- [INSTRUCTIONS FOR THE TASK] Please update the listing below by replacing each "Target" with "Object" and leaving every other part unchanged.
-- begin EXCERPTED RECORDS --
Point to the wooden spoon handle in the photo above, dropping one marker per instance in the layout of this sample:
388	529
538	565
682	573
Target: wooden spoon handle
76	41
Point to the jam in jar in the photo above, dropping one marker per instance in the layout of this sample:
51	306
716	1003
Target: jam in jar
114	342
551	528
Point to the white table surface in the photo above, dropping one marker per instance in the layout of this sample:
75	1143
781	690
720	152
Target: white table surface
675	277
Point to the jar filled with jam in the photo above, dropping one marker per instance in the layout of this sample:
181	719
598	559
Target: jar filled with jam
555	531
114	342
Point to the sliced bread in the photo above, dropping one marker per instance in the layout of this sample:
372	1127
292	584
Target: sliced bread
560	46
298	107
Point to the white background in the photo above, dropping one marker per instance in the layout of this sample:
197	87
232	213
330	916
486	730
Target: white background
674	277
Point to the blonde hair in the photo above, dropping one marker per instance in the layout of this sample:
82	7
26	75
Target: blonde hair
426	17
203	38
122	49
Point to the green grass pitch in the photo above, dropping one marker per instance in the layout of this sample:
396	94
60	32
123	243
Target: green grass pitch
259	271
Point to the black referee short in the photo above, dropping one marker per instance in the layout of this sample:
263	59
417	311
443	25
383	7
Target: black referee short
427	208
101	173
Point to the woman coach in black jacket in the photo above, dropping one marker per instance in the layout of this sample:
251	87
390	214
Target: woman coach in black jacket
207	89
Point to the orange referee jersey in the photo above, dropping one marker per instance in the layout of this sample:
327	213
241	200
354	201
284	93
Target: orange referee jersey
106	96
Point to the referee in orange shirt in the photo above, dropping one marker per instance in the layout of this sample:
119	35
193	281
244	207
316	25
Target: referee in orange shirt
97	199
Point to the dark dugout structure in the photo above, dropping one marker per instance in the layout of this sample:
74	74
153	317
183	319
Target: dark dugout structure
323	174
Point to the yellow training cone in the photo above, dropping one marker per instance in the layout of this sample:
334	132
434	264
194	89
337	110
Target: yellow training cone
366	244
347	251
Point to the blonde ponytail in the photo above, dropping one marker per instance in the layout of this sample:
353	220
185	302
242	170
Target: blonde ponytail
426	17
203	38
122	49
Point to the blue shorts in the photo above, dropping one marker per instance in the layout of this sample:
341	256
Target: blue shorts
-- end EXCERPTED RECORDS --
- [COMPLETED EXERCISE]
Point to the wooden spoon handle in the photo above, dropping one marker per instance in the layout of this sample:
388	529
538	565
682	573
Object: wooden spoon handle
76	41
Point to the jam in jar in the photo above, dropping one marker per instance in the layout of this sample:
51	306
716	1003
Object: jam in jar
114	342
551	528
Point to the white table surface in the photo above, dropping one marker per instance in the layout of this sample:
75	1143
781	690
720	152
Object: white table surface
675	277
Point to the jar filled with jam in the photo above, dropping one marker per instance in the layout of this sample:
181	719
598	559
Object: jar filled with jam
555	531
114	342
Point to the sliced bread in the photo above, dropping one marker per instance in the layout of this sample:
372	1127
292	584
Object: sliced bread
560	46
298	107
Point to the white background in the photo above, dropping one marker per instance in the layout of this sample:
197	87
232	213
330	916
486	730
Object: white background
674	277
Point to the blonde hair in the photo above, dropping one marker per instance in the layout of this sample:
82	7
26	75
Object: blonde hair
426	17
203	38
122	49
Point to the green grass pitch in the photo above, dropping one marker per instance in the layout of this sample:
396	94
60	32
123	243
Object: green grass pitch
259	271
Point to the black referee short in the photo above, dropping one marker per instance in the layout of this sample:
263	59
417	311
443	25
383	7
Object: black referee short
427	208
101	173
Point to the woman coach in black jacket in the photo above, dropping one marker per instance in the layout of this sample:
251	87
390	214
Object: woman coach in black jacket
207	89
Point to the orange referee jersey in the photo above, dropping one marker per instance in the layout of this sample:
327	213
241	200
354	201
284	93
Object: orange referee jersey
106	96
Point to the referee in orange shirt in the photo above, dropping one marker per instance in the layout of this sample:
119	35
193	281
244	207
316	25
Object: referee in orange shirt
97	199
Point to the dark dugout structure in the photo above, dropping one marker per instance in the layout of this sample:
74	74
153	317
183	319
Object: dark dugout structure
323	174
Point to the yellow training cone in the photo above, dropping one marker per instance in the layout of this sample:
334	132
434	264
194	89
337	110
Object: yellow training cone
366	244
347	251
Point to the blonde ponytail in the photo above, dropping one marker per instance in the layout of this sample:
353	220
185	302
242	170
Object: blonde ponytail
426	17
203	38
122	49
Point to the blue shorts in the photo above, dropping one marker per instance in the layout of this sample:
341	256
Object: blue shorts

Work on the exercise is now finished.